Retype all of the data below without changing anything.

*** Information provided

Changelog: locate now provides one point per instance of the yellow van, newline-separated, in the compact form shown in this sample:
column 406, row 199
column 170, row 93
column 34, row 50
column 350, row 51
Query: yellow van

******

### Result
Changelog: locate now provides one point per instance of the yellow van, newline-separated, in the compact form shown in this sample:
column 406, row 199
column 170, row 93
column 34, row 50
column 350, row 51
Query: yellow van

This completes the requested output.